Each line of the records has to be copied exactly, though the pictures must be left out.

DATASET EXCERPTS ->
* * * * *

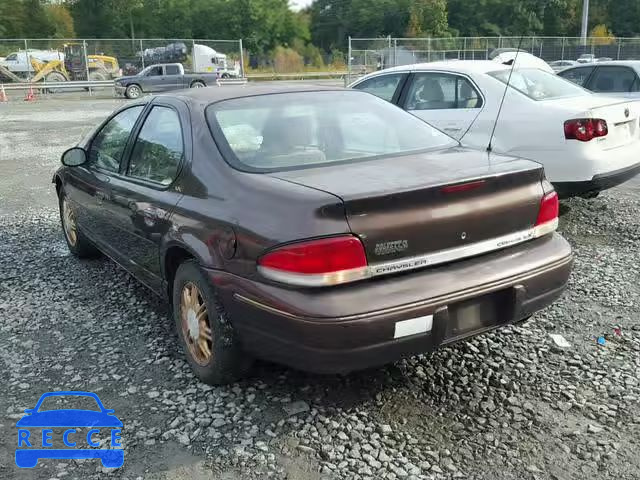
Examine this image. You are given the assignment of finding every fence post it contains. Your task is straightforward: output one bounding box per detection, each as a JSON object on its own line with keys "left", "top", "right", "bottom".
{"left": 393, "top": 38, "right": 397, "bottom": 67}
{"left": 347, "top": 36, "right": 352, "bottom": 85}
{"left": 617, "top": 39, "right": 622, "bottom": 60}
{"left": 24, "top": 39, "right": 32, "bottom": 82}
{"left": 463, "top": 37, "right": 467, "bottom": 60}
{"left": 239, "top": 39, "right": 245, "bottom": 78}
{"left": 486, "top": 38, "right": 489, "bottom": 59}
{"left": 428, "top": 37, "right": 432, "bottom": 62}
{"left": 192, "top": 39, "right": 196, "bottom": 71}
{"left": 83, "top": 40, "right": 92, "bottom": 96}
{"left": 140, "top": 39, "right": 145, "bottom": 69}
{"left": 561, "top": 37, "right": 566, "bottom": 60}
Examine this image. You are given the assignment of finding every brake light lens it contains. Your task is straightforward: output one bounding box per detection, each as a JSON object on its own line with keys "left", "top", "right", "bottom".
{"left": 564, "top": 118, "right": 608, "bottom": 142}
{"left": 258, "top": 236, "right": 368, "bottom": 286}
{"left": 533, "top": 191, "right": 559, "bottom": 238}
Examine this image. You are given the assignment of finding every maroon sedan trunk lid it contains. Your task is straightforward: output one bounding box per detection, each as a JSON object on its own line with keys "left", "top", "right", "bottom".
{"left": 270, "top": 148, "right": 545, "bottom": 264}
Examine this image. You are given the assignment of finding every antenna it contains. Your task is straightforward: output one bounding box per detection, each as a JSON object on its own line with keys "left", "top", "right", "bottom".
{"left": 487, "top": 36, "right": 524, "bottom": 153}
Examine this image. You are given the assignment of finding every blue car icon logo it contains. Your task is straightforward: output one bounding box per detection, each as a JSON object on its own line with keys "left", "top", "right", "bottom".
{"left": 15, "top": 391, "right": 124, "bottom": 468}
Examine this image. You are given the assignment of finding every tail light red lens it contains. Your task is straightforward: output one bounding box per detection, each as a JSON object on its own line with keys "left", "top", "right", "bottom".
{"left": 564, "top": 118, "right": 608, "bottom": 142}
{"left": 258, "top": 236, "right": 368, "bottom": 286}
{"left": 533, "top": 191, "right": 559, "bottom": 237}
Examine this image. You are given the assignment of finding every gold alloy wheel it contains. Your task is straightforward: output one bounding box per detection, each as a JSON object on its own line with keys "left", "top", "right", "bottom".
{"left": 62, "top": 199, "right": 78, "bottom": 246}
{"left": 180, "top": 282, "right": 213, "bottom": 366}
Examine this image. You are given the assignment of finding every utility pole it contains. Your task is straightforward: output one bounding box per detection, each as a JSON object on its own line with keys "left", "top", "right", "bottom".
{"left": 580, "top": 0, "right": 589, "bottom": 46}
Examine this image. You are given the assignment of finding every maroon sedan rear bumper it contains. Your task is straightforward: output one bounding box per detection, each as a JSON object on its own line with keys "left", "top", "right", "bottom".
{"left": 207, "top": 233, "right": 573, "bottom": 374}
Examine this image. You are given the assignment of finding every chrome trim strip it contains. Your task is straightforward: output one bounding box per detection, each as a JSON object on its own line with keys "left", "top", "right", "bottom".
{"left": 369, "top": 221, "right": 557, "bottom": 278}
{"left": 258, "top": 220, "right": 558, "bottom": 287}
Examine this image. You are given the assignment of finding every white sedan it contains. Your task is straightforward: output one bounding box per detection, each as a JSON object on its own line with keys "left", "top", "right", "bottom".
{"left": 349, "top": 61, "right": 640, "bottom": 198}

* * * * *

ANSWER FOR THIS EXERCISE ->
Examine this image. You are given the assignment of finding every fence post it contains. Your task is straightforward: output one bounding box per detection, each as a JSON object on its own line with keys "left", "top", "right", "bottom".
{"left": 393, "top": 38, "right": 397, "bottom": 67}
{"left": 347, "top": 36, "right": 352, "bottom": 85}
{"left": 617, "top": 39, "right": 622, "bottom": 60}
{"left": 24, "top": 39, "right": 32, "bottom": 82}
{"left": 463, "top": 37, "right": 467, "bottom": 60}
{"left": 239, "top": 39, "right": 245, "bottom": 78}
{"left": 486, "top": 38, "right": 489, "bottom": 59}
{"left": 428, "top": 37, "right": 432, "bottom": 62}
{"left": 192, "top": 39, "right": 196, "bottom": 71}
{"left": 83, "top": 40, "right": 92, "bottom": 96}
{"left": 140, "top": 39, "right": 145, "bottom": 69}
{"left": 561, "top": 37, "right": 566, "bottom": 60}
Examine this image. You are given the assignment of finding every brake light lens it contains. Your task is straightforward: output one bounding box per detection, each as a JSON object on its own line with keys "left", "top", "right", "bottom".
{"left": 564, "top": 118, "right": 608, "bottom": 142}
{"left": 258, "top": 236, "right": 368, "bottom": 286}
{"left": 533, "top": 191, "right": 559, "bottom": 238}
Examine this image. You are given the assignment of finding every maroon sedan trunk lid it contains. Your task is straightforward: output one bounding box per detection, each as a JSON object on its own line with keys "left", "top", "right", "bottom".
{"left": 270, "top": 148, "right": 545, "bottom": 264}
Examine this image. You are given the assignment of finding every antenna it contains. Your task is straightforward: output one bounding box per detection, each as a JSON object on its own line with keys "left", "top", "right", "bottom".
{"left": 487, "top": 36, "right": 524, "bottom": 153}
Examine this image. You are given the assignment of finding every blue car icon logo it contains. Your task is straightforward: output one bounding box per detection, each as a JSON object on its own line with keys "left", "top", "right", "bottom".
{"left": 15, "top": 391, "right": 124, "bottom": 468}
Examine this image. You are given the assignment of finding every tail light red lens it contains. Your task is straightforward: output one bounding box per detection, each as a JSON object on its own line with keys "left", "top", "right", "bottom".
{"left": 564, "top": 118, "right": 608, "bottom": 142}
{"left": 258, "top": 236, "right": 368, "bottom": 286}
{"left": 533, "top": 191, "right": 559, "bottom": 237}
Examine this image. You are given the assignment of finding every gold alloy wheel it contains. Your task is straightforward: output one bounding box per detection, each as a JSON object on its own line with keys "left", "top", "right", "bottom".
{"left": 62, "top": 199, "right": 78, "bottom": 246}
{"left": 180, "top": 282, "right": 213, "bottom": 366}
Examine this image. You are given the assignment of finding every utility pole it contains. Your task is straightforward: output one bounding box per detection, each as a JSON object on its own line with keys "left", "top", "right", "bottom".
{"left": 580, "top": 0, "right": 589, "bottom": 46}
Examine this image. You are given the assignment of finding every maroon sedan rear bumper it contains. Your task is straightforward: output one bounding box per detection, each as a JSON object on its own line with keys "left", "top", "right", "bottom".
{"left": 207, "top": 233, "right": 573, "bottom": 374}
Examine this image. You are given the assignment of finding every chrome trim strip it contains. Your task is straightforward: output one bounding box per detection, each as a JSON object on its own line with keys "left", "top", "right", "bottom".
{"left": 369, "top": 221, "right": 557, "bottom": 278}
{"left": 258, "top": 220, "right": 558, "bottom": 287}
Examine this image. You are given the assignment of finding every white sedan it contains. Your task is straightforward: output one bounding box per detection, each as a JSON object on its own line with keys "left", "top", "right", "bottom".
{"left": 349, "top": 61, "right": 640, "bottom": 198}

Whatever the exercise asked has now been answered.